- **Problems to solve**:
A. Could you quote the part of the article on how neural circuits implement natural vision, starting with "How neural circuits" and going on through "in Neural Circuits."?
B. Can you continue the article about how neural circuits implement natural vision, picking up right after its final sentence?

- **Exercise text**:
========================================================================

How neural circuits implement natural vision
At any given moment, the neuronal circuits in the brain receive and process sensory information that permits us to perceive and interact with the environment. Yet it remains unclear how the visual brain processes natural stimuli. Together with an international team of researchers from the Centre Nationale de la Recherche Scientifique (CNRS) in Marseille, the CNRS in Gif-Sur-Yvette, and New York State University, neuroscientists Jens Kremkow and Ad Aertsen from the Bernstein Center Freiburg have developed a new computational model that simulates how neurons in the visual cortex process sensory stimuli. This model may help neuroscientists to better understand how neuronal networks in the visual system process natural stimuli. The study has now been published in the journal Frontiers in Neural Circuits.
For decades, researchers have used simple artificial stimuli like moving bars to study the function of neuronal circuits in the visual system. In recent years, natural stimuli from the perception of daily life have taken on an increasingly important role in neuroscientific experiments. "Studies revealed that the activity of neurons in the primary visual cortex was fundamentally different when they were exposed to artificial stimuli or to natural stimuli. While artificial stimuli evoked strong but temporally variable neuronal responses, neuronal responses to natural stimuli were weak but temporally precise. But we still did not understand why the neuronal networks change their activity dynamics in these cases," says Kremkow. With the help of their model, Kremkow and his colleagues have now provided a potential explanation: The distinctive neuronal responses may be the result of features commonly found in the pathways between the retina and the cortex.

========================================================================

- **Raw data**:
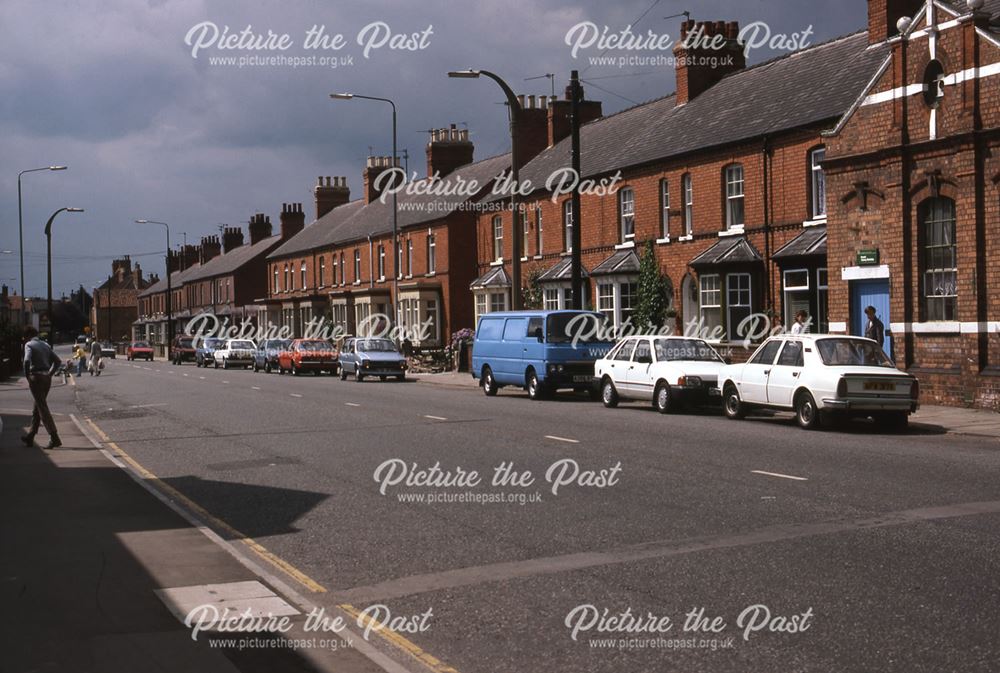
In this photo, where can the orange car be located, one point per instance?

========================================================================

- **Task responses**:
A.
How neural circuits implement natural vision
At any given moment, the neuronal circuits in the brain receive and process sensory information that permits us to perceive and interact with the environment. Yet it remains unclear how the visual brain processes natural stimuli. Together with an international team of researchers from the Centre Nationale de la Recherche Scientifique (CNRS) in Marseille, the CNRS in Gif-Sur-Yvette, and New York State University, neuroscientists Jens Kremkow and Ad Aertsen from the Bernstein Center Freiburg have developed a new computational model that simulates how neurons in the visual cortex process sensory stimuli. This model may help neuroscientists to better understand how neuronal networks in the visual system process natural stimuli. The study has now been published in the journal Frontiers in Neural Circuits.

B.
In particular, the precise interplay of excitatory and inhibitory synaptic inputs in the receptive fields of neurons in the visual cortex turned out to play a significant role. The receptive fields of neurons in the visual cortex work similar to a camera sensor. They do not deliver sharp images of the environment but rather encode specific properties of the visual scene and contain excitatory and inhibitory areas. Artificial stimuli evoked temporally non-overlapping excitation and inhibition and strong neuronal responses. When the neurons were exposed to natural stimuli, on the other hand, excitation and inhibition were temporally correlated, which explains the weak neuronal responses during natural viewing. In the opinion of Kremkow and Aertsen, this so-called push-and-pull mechanism could also be applied to the neuronal processing of natural stimuli in other sensory systems. Perhaps its malfunction could even be linked to perceptual impairments, in which case these results could lead to more questions for medical research.